_Exercise requirements_:
Copy every one of the entries below line for line, leaving out the pictures.

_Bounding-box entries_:
────────────────────────────────────────

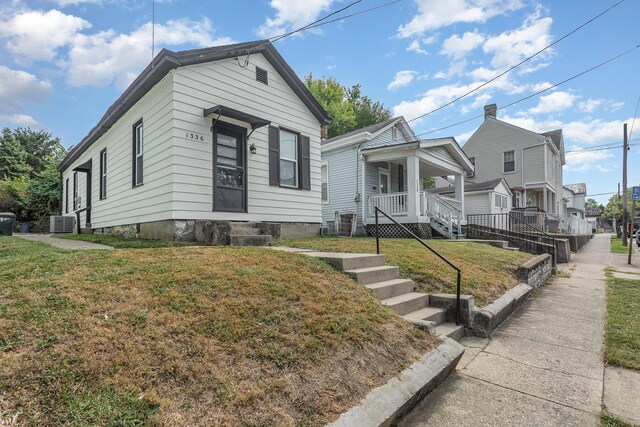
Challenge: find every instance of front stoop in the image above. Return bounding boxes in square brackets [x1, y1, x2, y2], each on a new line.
[229, 222, 272, 246]
[273, 248, 465, 340]
[329, 338, 464, 427]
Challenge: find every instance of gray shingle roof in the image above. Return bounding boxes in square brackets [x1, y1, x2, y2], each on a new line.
[58, 40, 331, 171]
[322, 117, 400, 144]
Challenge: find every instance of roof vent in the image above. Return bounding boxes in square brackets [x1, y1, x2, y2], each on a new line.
[256, 67, 269, 85]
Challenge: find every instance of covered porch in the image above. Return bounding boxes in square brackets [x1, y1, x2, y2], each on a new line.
[362, 138, 473, 238]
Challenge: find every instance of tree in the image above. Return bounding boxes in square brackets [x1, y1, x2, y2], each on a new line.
[305, 74, 391, 138]
[0, 128, 31, 180]
[584, 199, 600, 209]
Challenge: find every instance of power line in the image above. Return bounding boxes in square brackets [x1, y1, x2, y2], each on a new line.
[417, 44, 640, 136]
[407, 0, 624, 123]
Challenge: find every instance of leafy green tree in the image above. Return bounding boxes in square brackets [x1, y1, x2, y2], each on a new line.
[305, 74, 391, 138]
[584, 199, 600, 209]
[0, 128, 31, 180]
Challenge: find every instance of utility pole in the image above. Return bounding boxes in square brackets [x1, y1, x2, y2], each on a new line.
[622, 123, 633, 246]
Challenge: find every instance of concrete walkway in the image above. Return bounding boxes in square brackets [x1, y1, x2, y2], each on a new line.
[14, 234, 113, 250]
[401, 234, 610, 427]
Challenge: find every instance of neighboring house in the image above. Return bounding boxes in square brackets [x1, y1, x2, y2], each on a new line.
[429, 178, 513, 216]
[562, 182, 587, 218]
[59, 41, 331, 247]
[463, 104, 566, 213]
[322, 117, 473, 237]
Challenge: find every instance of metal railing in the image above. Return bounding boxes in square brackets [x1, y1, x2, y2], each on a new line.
[467, 212, 556, 267]
[375, 207, 462, 325]
[420, 191, 462, 238]
[368, 193, 407, 215]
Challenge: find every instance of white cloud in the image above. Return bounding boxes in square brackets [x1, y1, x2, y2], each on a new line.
[482, 11, 553, 73]
[0, 65, 52, 127]
[256, 0, 334, 38]
[441, 32, 485, 59]
[398, 0, 524, 38]
[66, 18, 232, 89]
[387, 70, 418, 90]
[529, 91, 575, 114]
[578, 98, 604, 113]
[0, 9, 91, 64]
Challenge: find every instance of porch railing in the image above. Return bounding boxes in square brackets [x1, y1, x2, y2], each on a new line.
[374, 208, 462, 325]
[420, 191, 462, 237]
[511, 211, 592, 236]
[367, 193, 407, 216]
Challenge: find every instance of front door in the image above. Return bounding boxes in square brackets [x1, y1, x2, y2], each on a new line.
[213, 124, 247, 212]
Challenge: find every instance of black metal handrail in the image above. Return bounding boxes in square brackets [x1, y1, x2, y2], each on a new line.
[375, 206, 462, 325]
[467, 211, 556, 267]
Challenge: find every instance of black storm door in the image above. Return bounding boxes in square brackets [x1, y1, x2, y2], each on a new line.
[213, 124, 247, 212]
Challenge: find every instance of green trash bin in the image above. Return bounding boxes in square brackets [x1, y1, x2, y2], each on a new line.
[0, 212, 16, 236]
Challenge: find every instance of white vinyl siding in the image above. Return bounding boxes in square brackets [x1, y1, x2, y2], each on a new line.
[171, 54, 322, 224]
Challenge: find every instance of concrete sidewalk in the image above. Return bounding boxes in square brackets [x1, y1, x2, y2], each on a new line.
[14, 234, 113, 250]
[401, 234, 610, 427]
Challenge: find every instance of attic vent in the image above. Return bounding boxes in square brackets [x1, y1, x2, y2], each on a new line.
[256, 67, 269, 85]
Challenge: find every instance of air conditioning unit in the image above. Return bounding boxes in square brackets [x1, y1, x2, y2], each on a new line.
[49, 216, 76, 233]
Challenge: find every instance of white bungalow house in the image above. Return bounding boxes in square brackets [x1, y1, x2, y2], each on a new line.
[59, 41, 331, 244]
[322, 117, 473, 237]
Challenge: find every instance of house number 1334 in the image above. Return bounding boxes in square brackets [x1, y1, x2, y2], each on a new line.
[186, 132, 204, 142]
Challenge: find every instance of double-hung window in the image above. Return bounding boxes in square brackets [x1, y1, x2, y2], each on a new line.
[502, 150, 516, 173]
[133, 120, 144, 187]
[320, 163, 329, 203]
[100, 148, 107, 200]
[280, 129, 298, 187]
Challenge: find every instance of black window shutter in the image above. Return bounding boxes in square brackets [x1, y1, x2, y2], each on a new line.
[300, 136, 311, 190]
[269, 126, 280, 186]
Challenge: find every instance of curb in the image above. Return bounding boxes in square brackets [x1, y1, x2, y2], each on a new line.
[328, 338, 464, 427]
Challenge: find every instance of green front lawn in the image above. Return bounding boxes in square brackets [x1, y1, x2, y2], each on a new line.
[604, 272, 640, 369]
[0, 237, 437, 427]
[278, 237, 533, 306]
[54, 234, 198, 249]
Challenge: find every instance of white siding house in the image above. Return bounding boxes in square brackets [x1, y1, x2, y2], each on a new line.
[59, 41, 331, 243]
[463, 104, 565, 214]
[322, 117, 473, 237]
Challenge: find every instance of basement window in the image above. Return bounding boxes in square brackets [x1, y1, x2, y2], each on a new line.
[256, 67, 269, 85]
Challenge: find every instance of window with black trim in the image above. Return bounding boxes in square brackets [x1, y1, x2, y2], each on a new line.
[280, 129, 299, 187]
[502, 150, 516, 173]
[132, 119, 144, 187]
[73, 172, 80, 211]
[100, 148, 107, 200]
[64, 178, 69, 213]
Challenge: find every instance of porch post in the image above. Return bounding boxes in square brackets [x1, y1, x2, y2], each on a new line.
[454, 174, 467, 225]
[407, 155, 421, 222]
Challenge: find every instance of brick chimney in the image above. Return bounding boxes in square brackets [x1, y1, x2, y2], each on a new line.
[320, 125, 329, 139]
[484, 104, 498, 120]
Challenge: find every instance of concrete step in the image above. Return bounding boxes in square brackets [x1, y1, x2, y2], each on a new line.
[229, 235, 271, 246]
[403, 307, 447, 325]
[365, 279, 414, 299]
[436, 323, 464, 341]
[382, 292, 429, 316]
[345, 265, 400, 285]
[305, 252, 387, 271]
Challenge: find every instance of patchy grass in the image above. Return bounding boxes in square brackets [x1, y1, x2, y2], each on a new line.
[600, 411, 633, 427]
[0, 237, 437, 426]
[55, 234, 198, 249]
[279, 237, 533, 306]
[604, 270, 640, 370]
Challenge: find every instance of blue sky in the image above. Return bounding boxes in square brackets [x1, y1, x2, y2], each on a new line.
[0, 0, 640, 202]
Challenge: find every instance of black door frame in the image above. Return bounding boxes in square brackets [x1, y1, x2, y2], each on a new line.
[211, 122, 249, 213]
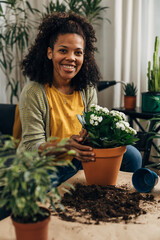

────────────────────────────────────────

_Answer to this problem_:
Challenge: find every instance of front stoop in the image above. Return bounding boxes in square brackets [x1, y1, x2, y2], each on a new line.
[229, 222, 272, 246]
[273, 248, 465, 340]
[329, 338, 464, 427]
Challenge: find every instance of gray shingle roof in the image above. Return bounding boxes in square brackets [x1, y1, x2, y2], each on a new line.
[58, 40, 331, 171]
[322, 117, 400, 144]
Challenge: find every instance of roof vent in the image above. Return bounding boxes in square brackets [x1, y1, x2, y2], each on a new line.
[256, 67, 269, 85]
Challenge: find every instance of covered porch in the image above. Return bounding boxes in square brackets [x1, y1, x2, y2], each on a new line.
[362, 138, 473, 238]
Challenge: find every instance of tree in the image above. Return bounding boxes in square brackets [x1, y1, x2, y2], each on a new line.
[305, 74, 391, 138]
[0, 128, 31, 180]
[584, 199, 600, 209]
Challenge: find every instance of power line in the image above. Return bounding boxes in square brackets [x1, y1, x2, y2], each on a new line.
[417, 44, 640, 136]
[407, 0, 624, 123]
Challenge: find every instance of leafy green tree in the image above. Return bounding boxes in square brackets [x1, y1, x2, y2], each on a new line.
[305, 74, 391, 138]
[584, 199, 600, 209]
[0, 128, 31, 180]
Challenge: find every instance of utility pole in the image above. Return bounding boxes in square brackets [x1, y1, x2, y2], each on a new line.
[622, 123, 633, 246]
Challenge: find every instance of concrete walkway in the image above. Return bounding boxes in square brackets [x1, y1, x2, y2], each on a new line.
[14, 234, 113, 250]
[401, 234, 610, 427]
Challenge: find every instance of neighboring house in the image above. Return bounding boxes in square brackets [x1, y1, x2, y2], each on a new line.
[429, 178, 513, 216]
[562, 182, 587, 218]
[59, 41, 331, 247]
[463, 104, 566, 213]
[322, 117, 473, 237]
Challenge: find every instance of metal railing in the image above. Return bounding boxes in square brackets [x1, y1, x2, y2], each on a new line.
[467, 212, 556, 267]
[375, 207, 462, 325]
[420, 191, 462, 238]
[368, 193, 407, 215]
Challenge: find every instance of white cloud in the image above. Return bounding boxes in square brackets [x1, y1, x2, y2], each on a new line.
[482, 11, 553, 73]
[0, 65, 52, 127]
[256, 0, 334, 38]
[441, 32, 485, 59]
[398, 0, 524, 38]
[66, 18, 232, 89]
[387, 70, 418, 90]
[529, 91, 575, 114]
[578, 98, 604, 113]
[0, 9, 91, 64]
Challenge: find every instance of porch railing in the image above. Return bounding boxes in square brackets [x1, y1, x2, y2], each on a new line.
[374, 208, 462, 325]
[420, 191, 462, 237]
[511, 211, 592, 236]
[367, 193, 407, 216]
Challenge: find every instance of front door in the image above. Return bounding boxes in square brackets [x1, y1, x2, y2], each on a new line.
[213, 124, 247, 212]
Challenge: find every instance of black metal handrail in the image above. Return bounding boxes in square brackets [x1, y1, x2, y2], each on a new line.
[375, 206, 462, 325]
[467, 211, 556, 267]
Challenge: find every instance of black storm door in the image above. Return bounding boxes in square brackets [x1, y1, x2, y2], each on a new line.
[213, 124, 247, 212]
Challenge: find every instance of green trash bin in the image above. Return bounding boxes in square brackets [x1, y1, x2, y2], each on a new line.
[0, 212, 16, 236]
Challenge: find every instance of white vinyl siding in the image above. Return bounding boxes in square brackets [x1, y1, x2, y2], each on a new line.
[171, 54, 322, 224]
Challenge: find every instance of concrete sidewalk in the image above. Return bounding boxes in square brackets [x1, y1, x2, y2], each on a new line.
[14, 234, 113, 250]
[401, 234, 610, 427]
Challenge: find every instance of attic vent in the image above. Return bounding boxes in square brackets [x1, y1, x2, y2], each on a new line.
[256, 67, 269, 85]
Challenge: find every instance of air conditioning unit in the image above. Return bounding boxes in square brackets [x1, y1, x2, y2], each on a new line.
[49, 216, 76, 233]
Challenge: find every instance of white bungalow house in the image above. Return bounding boxes in square brackets [x1, y1, x2, y2], each on a new line.
[59, 41, 331, 244]
[322, 117, 473, 237]
Challenge: find every instance of house number 1334 in the image above. Return bounding boxes in square brackets [x1, y1, x2, y2], each on a new line.
[186, 132, 204, 142]
Challenge: find every instance of double-hung window in the image above. Return bounding boxes in square brackets [x1, y1, x2, y2], each on a new line.
[502, 150, 516, 173]
[133, 120, 144, 187]
[320, 163, 329, 203]
[100, 148, 107, 200]
[280, 129, 298, 187]
Challenge: find every instance of black window shutter in the image above. Return bounding boxes in square brackets [x1, y1, x2, y2], each on a new line.
[300, 136, 311, 190]
[269, 126, 280, 186]
Challenge: find every instance of curb in the image above. Return bounding boxes in square brackets [x1, y1, x2, y2], each on a new line.
[328, 338, 464, 427]
Challenge: find every instance of green front lawn in the image above. Return bounding boxes in square brackets [x1, y1, x2, y2], each on a new line.
[604, 272, 640, 369]
[0, 237, 437, 427]
[278, 237, 533, 306]
[54, 234, 198, 249]
Challenge: find every instance of white siding house in the image above. Return bounding boxes in square brackets [x1, y1, x2, y2], each on a new line.
[59, 41, 331, 243]
[463, 104, 565, 214]
[322, 117, 473, 237]
Challenge: find every instance of basement window in the image above. Return bounding boxes in square brackets [x1, y1, x2, y2], each on a new line.
[256, 67, 269, 85]
Challenge: find every instance of window with black trim in the image above. Return bounding boxes in square brackets [x1, y1, x2, y2], each on a new line.
[280, 129, 299, 187]
[502, 150, 516, 173]
[132, 119, 144, 187]
[73, 172, 80, 211]
[100, 148, 107, 200]
[64, 178, 69, 213]
Challenge: find every instance of porch post in the image above. Return bounding boxes in square brackets [x1, y1, x2, y2], each on a new line.
[454, 174, 467, 225]
[407, 155, 421, 222]
Challenge: find every instance of brick chimney in the image above. Return bounding boxes in square brackets [x1, y1, x2, y2], each on a new line.
[320, 125, 329, 139]
[484, 104, 498, 120]
Challenge: find every instance of concrete step in the image above. Return bounding boxes in square brackets [x1, y1, x2, y2], each on a new line.
[229, 235, 271, 246]
[403, 307, 447, 325]
[365, 279, 414, 299]
[436, 323, 464, 341]
[382, 292, 429, 316]
[345, 265, 400, 285]
[305, 252, 387, 271]
Challenge: find every instance of patchy grass in the image above. Return bounding boxes in square brackets [x1, y1, x2, y2], each on a new line.
[600, 411, 633, 427]
[0, 237, 437, 426]
[55, 234, 198, 249]
[279, 237, 533, 306]
[604, 270, 640, 370]
Challenge: find every instance of blue sky in the image above. Return bounding boxes in square brackets [x1, y1, x2, y2], each on a new line.
[0, 0, 640, 202]
Challenge: find every instance of black door frame in the image above. Return bounding boxes in square brackets [x1, y1, x2, y2], each on a new line.
[211, 122, 249, 213]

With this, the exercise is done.